▶ _DATA PROVIDED_

---+---

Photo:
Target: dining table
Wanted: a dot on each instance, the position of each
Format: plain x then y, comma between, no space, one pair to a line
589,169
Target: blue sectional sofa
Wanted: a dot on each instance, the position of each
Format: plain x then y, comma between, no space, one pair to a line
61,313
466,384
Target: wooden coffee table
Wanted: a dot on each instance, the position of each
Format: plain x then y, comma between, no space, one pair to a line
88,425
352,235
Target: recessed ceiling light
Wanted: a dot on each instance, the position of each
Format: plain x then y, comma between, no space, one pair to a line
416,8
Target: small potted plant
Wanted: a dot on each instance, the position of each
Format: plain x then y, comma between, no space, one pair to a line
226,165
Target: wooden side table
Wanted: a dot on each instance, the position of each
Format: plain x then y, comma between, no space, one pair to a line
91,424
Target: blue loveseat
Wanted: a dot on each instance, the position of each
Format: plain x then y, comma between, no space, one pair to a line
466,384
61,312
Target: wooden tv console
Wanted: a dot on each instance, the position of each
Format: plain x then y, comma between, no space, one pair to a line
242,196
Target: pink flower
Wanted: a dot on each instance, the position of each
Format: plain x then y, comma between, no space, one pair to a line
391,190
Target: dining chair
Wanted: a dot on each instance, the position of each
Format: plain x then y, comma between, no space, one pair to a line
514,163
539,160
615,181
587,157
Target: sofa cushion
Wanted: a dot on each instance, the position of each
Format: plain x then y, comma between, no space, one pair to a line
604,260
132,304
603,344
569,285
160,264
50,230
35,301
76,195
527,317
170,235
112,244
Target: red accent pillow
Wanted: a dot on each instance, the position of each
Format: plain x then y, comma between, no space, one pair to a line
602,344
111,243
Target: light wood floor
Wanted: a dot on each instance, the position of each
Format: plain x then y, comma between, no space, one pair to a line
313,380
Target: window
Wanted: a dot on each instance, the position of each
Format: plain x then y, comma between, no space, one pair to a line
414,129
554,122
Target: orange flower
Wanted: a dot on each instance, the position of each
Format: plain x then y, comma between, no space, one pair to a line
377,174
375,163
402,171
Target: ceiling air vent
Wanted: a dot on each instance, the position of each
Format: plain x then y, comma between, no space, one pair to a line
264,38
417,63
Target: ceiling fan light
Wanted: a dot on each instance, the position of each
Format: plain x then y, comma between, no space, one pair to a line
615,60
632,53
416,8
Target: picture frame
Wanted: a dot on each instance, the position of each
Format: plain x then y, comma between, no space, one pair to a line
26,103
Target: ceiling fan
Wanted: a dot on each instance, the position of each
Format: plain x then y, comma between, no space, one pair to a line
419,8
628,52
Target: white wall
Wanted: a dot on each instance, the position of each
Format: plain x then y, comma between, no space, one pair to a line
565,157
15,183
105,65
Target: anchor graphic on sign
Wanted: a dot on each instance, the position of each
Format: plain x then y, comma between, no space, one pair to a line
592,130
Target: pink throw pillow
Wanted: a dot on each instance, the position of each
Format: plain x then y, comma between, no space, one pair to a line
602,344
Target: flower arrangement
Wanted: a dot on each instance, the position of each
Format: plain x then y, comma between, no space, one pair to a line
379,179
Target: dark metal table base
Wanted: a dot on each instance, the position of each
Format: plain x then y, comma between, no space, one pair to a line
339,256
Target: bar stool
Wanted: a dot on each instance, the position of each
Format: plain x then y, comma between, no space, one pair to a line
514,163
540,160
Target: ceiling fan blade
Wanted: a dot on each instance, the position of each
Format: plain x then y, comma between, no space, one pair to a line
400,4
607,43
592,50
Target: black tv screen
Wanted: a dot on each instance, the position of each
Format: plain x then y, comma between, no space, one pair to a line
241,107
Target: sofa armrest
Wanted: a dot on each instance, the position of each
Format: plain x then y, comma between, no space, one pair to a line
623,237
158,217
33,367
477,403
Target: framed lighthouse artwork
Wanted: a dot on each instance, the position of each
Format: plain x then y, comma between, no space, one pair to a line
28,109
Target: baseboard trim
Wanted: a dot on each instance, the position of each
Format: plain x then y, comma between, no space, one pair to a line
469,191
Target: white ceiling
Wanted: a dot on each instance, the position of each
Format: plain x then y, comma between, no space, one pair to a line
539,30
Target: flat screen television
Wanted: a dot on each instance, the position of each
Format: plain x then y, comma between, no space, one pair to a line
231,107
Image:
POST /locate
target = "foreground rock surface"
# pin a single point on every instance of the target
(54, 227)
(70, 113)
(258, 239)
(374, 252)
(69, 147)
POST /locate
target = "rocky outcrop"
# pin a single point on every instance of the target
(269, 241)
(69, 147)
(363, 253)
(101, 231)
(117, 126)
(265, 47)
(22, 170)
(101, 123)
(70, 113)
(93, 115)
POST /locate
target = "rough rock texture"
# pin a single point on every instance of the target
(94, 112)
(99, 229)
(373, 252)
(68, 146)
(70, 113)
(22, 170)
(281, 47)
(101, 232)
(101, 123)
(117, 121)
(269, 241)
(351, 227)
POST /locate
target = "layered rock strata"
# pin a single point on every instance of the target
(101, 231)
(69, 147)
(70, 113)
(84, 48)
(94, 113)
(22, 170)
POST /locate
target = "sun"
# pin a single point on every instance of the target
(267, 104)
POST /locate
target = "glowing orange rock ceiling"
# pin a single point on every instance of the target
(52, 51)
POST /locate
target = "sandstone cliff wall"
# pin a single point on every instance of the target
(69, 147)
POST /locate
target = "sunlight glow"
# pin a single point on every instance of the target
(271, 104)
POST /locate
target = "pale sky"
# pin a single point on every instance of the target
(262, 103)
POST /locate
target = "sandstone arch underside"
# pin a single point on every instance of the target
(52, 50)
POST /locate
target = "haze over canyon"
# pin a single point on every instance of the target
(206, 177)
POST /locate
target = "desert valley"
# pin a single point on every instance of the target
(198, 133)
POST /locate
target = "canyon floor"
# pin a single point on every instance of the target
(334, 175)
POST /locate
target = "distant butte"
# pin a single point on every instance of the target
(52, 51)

---+---

▶ _TASK ITEM_
Wherever the word "sofa" turns up in the material, copy the whole line.

▶ _ANSWER TO THIS PROBLEM_
Target: blue sectional sofa
Target: sofa cushion
Target: sofa armrest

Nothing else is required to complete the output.